Data excerpts
—————

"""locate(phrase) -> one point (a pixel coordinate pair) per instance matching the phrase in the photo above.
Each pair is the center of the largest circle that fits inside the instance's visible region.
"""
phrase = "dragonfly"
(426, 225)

—————

Arrange the listing above as a two-column CSV headed "query" and "points", with one row for each block. Put the block's text in one quoted field and its answer in the other, replacing line breaks with spaces.

query,points
"""""""locate(phrase) -> one point (a pixel coordinate pair) per instance matching the phrase in the photo above. Each pair is the center of the largest circle that fits inside the instance's visible region. """""" phrase = ""dragonfly""","(426, 225)"